__Directive__
Collect every line in the items below that contains the string "tree", and copy each one as it appears. Case counts.

__Entries supplied__

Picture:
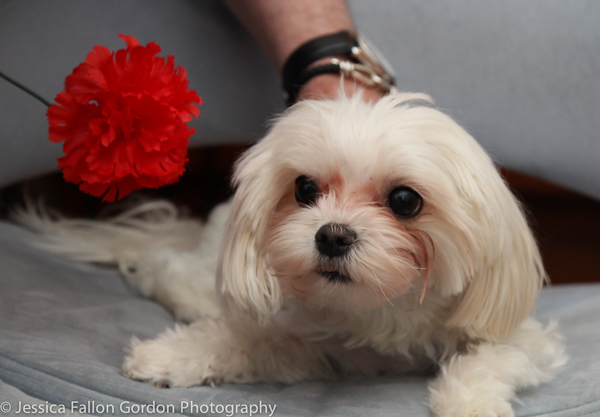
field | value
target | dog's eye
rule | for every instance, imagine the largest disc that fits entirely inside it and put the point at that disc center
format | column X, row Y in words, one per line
==
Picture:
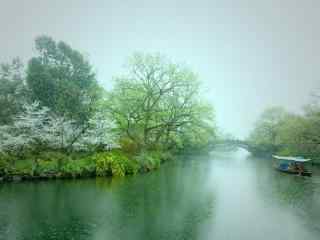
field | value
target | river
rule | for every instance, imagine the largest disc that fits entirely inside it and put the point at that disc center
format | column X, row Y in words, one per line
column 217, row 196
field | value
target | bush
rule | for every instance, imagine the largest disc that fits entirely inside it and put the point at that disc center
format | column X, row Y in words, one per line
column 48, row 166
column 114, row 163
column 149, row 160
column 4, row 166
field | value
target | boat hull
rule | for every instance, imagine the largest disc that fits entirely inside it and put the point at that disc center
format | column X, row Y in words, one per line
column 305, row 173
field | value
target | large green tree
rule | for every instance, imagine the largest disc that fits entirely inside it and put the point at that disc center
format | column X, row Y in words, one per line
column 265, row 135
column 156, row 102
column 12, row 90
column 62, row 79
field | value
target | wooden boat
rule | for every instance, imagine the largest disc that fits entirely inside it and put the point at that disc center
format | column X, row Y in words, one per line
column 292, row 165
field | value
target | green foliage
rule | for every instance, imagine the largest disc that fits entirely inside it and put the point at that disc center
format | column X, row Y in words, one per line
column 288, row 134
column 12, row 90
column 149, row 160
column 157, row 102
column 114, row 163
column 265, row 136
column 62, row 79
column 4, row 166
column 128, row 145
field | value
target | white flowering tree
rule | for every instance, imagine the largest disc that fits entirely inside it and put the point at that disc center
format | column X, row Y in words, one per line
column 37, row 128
--
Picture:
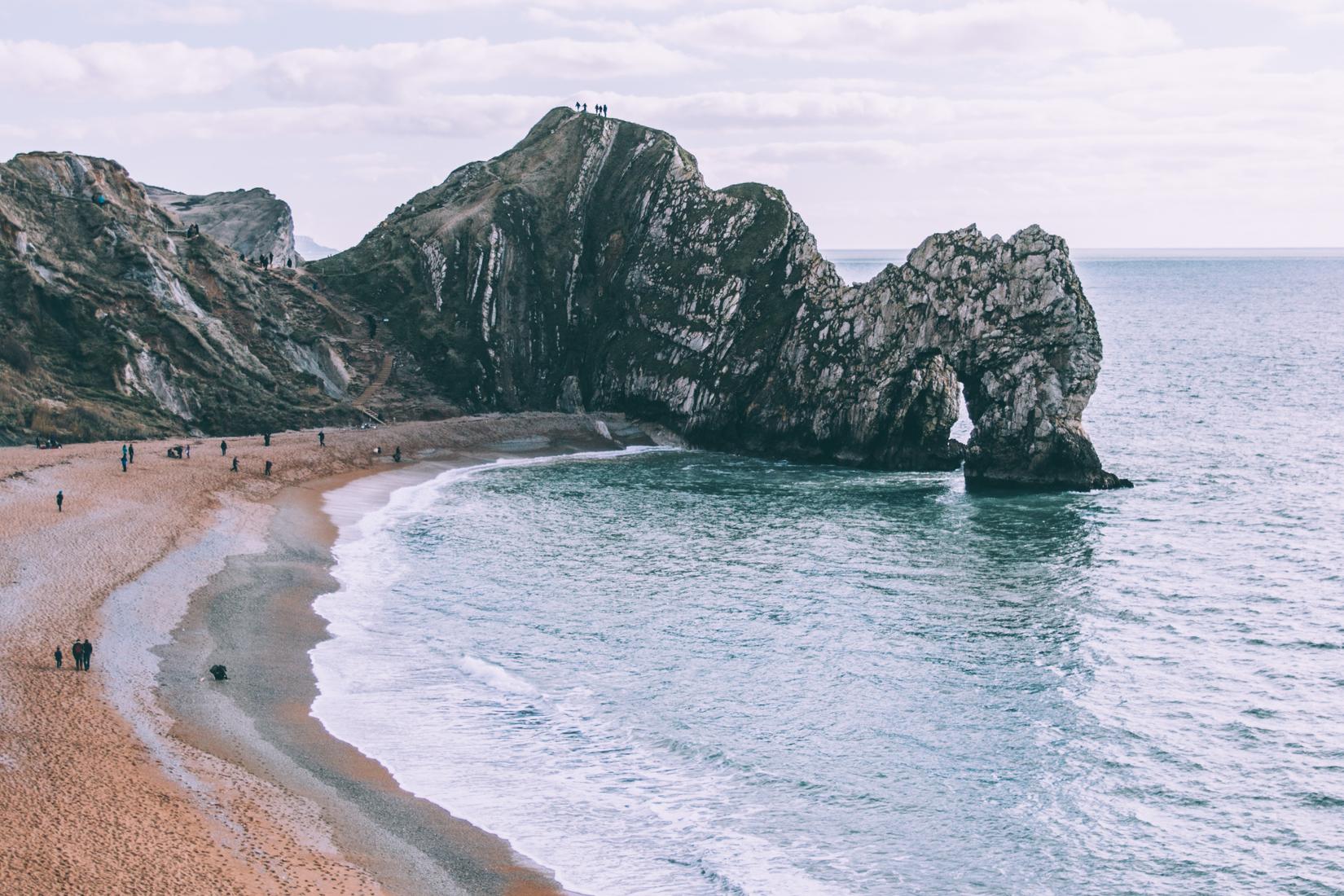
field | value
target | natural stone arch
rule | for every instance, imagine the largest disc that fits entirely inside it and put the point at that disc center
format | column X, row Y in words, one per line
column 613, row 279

__Result__
target | large green tree
target | white flowering tree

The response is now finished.